• **AIM OF THE TASK**
Carry the text about the glass series and the human sense of scale forward, starting right after its last sentence.

***** EXCERPT PROVIDED *****

Funded by The Wellcome Trust, this series was made as part of a 16-month collaboration with scientists from the Cambridge Institute of Astronomy and Cancer Research UK. The project explored the hidden worlds of the micro and macro dimensions and the sense of wonder they both inspire.
The project was a creative response to the ongoing interdisciplinary collaboration between the Institute of Astronomy and Cancer Research, where software initially developed to identify stars and galaxies was being used in response to the human body, to identify biomarkers and cellular change at a microscopic level.
As an intrinsic part of the project I worked closely with the philosopher Ezra Rubenstien to explore the context of our ideas.
As part of looking at the way we observe the world around us, I developed the use of luminescent pigments within the cast body of the glass. Lit by a slow-moving cycle of white light fading to total darkness, different aspects of the work were revealed at each stage.
In Conversation with Ezra Rubenstien: On Scale
Humans have long been fascinated by their place in the world. The ongoing process of self-location is enacted simultaneously on two fronts: the very large and the very small. A gradual gathering of sensations from all sides forms a collective consciousness at the intersection of these scales: we listen to the crashing of the sea and the songs of crickets in the grass; we stare at the vast expanse of the sky above us and the grains of sand beneath our feet. In this search we do not so much locate ourselves as construct ourselves. The search for ourselves in our world is what makes us who we are.
Modern technology allows us to delve deeper in both directions. Particle colliders shatter reality into ever-smaller components, whilst telescopes probe ever-further into space and time. We find that these tools outlast our imagination: facts overtake fictions, and we start to produce stories which operate at the very limits of our minds. Through ever more refined lenses we catch glimpses of understanding; their curves cast mysterious shadows and reflections which hover somewhere between reality and dream.

***** PROVIDED DATA *****

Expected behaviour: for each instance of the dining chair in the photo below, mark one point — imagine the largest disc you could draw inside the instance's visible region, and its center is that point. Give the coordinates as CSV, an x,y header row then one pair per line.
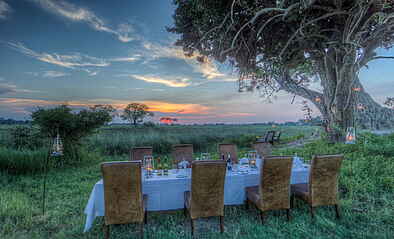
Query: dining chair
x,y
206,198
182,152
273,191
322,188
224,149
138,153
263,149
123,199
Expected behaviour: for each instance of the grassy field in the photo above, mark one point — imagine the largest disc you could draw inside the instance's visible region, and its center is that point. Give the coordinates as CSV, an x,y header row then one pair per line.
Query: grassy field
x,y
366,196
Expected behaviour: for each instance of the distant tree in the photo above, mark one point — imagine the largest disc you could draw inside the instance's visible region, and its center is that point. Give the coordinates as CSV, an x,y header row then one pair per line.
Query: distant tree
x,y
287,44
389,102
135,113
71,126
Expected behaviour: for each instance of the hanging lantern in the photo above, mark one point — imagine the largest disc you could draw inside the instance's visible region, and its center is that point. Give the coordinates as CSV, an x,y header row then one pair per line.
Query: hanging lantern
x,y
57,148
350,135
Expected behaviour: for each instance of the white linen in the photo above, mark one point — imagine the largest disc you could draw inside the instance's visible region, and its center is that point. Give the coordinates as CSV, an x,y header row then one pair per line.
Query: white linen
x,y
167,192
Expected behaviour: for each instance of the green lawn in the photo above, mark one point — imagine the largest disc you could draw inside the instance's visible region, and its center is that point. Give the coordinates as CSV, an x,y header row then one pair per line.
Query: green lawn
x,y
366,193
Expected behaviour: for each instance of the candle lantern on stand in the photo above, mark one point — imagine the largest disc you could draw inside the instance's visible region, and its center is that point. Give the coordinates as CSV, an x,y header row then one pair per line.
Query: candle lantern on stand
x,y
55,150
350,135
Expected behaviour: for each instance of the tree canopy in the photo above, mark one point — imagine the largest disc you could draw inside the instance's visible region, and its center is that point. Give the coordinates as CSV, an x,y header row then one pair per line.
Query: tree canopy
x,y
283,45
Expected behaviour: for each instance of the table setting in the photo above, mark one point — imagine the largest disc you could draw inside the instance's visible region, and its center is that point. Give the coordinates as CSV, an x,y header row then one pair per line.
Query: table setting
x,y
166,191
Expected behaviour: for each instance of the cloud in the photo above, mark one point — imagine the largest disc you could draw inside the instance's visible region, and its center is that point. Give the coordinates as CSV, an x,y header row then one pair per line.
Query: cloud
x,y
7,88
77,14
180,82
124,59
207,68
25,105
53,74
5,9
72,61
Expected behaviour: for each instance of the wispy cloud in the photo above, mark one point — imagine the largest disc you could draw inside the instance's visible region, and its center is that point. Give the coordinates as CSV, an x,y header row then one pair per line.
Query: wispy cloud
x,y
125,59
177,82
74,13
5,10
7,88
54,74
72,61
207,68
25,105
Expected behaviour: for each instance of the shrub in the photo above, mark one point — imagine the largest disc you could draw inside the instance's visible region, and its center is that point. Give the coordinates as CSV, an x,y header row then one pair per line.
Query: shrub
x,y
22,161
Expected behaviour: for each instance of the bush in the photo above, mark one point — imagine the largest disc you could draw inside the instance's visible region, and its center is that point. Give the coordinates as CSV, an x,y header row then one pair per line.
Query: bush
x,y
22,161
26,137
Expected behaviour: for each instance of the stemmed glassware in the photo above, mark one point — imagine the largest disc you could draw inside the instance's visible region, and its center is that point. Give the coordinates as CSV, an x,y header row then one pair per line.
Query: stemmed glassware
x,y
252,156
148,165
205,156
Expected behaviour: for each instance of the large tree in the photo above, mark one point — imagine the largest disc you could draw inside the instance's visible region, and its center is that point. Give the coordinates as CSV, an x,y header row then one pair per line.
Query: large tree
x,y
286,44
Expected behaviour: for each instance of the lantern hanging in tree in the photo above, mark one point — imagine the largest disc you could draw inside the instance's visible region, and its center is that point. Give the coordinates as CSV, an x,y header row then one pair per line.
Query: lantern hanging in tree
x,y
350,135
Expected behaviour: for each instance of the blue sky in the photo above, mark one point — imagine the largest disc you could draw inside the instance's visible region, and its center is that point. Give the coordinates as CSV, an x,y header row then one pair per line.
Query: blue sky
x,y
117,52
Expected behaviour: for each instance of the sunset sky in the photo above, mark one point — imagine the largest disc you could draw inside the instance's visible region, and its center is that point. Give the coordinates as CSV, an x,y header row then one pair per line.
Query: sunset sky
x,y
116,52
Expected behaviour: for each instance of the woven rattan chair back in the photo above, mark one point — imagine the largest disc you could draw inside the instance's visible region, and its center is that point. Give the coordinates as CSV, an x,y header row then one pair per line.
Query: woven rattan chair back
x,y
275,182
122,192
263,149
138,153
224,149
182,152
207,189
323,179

*****

• **RESULT FOR THIS EXERCISE**
In the search for other inhabited planets, automatic software analyses the images produced by our telescopes, looking for slight fluctuations in the incoming data. The same program can be applied to the images produced by microscopes, in order to classify cells instead of galaxies. This collaboration between cancer researchers and astronomers may seem unlikely, but it is the result of a natural overlap between projects conducted at both ends of the scale. Microscopes are trained downwards to explore samples of mouse skin and telescopes inspect the night’s sky in minute detail: each are lost in their own worlds, where structures exist only in relation to each other. Information is gathered photon by photon and reconstructed pixel by pixel. Enormous galaxies appear as points of light, whilst tiny cells reveal entire worlds.
In fact, macro-structures and micro-structures mimic and reflect each other to such an extent that we begin to wonder whether scale is not linear but rather a circle that joins up somewhere beyond our comprehension. At each level of magnification new structure emerges so that, as we piece it together in our imagination, the universe begins to resemble a fractal pattern. As we peer into the glass, we do not know whether we are seeing galaxies or cells, clusters of molecules or of stars, the echoes of a supernova or the traces of an electron.
In the approach to infinity, upwards or downwards, forwards or backwards, inwards or outwards, are revealed to be useless and irrelevant questions. For it is the place you approach whichever direction you travel in, and which you never reach however far you go. It is the place where everything intersects. It is the still point.
The work was exhibited in the observatory dome at the Institute of Astronomy as part of the Cambridge science festival.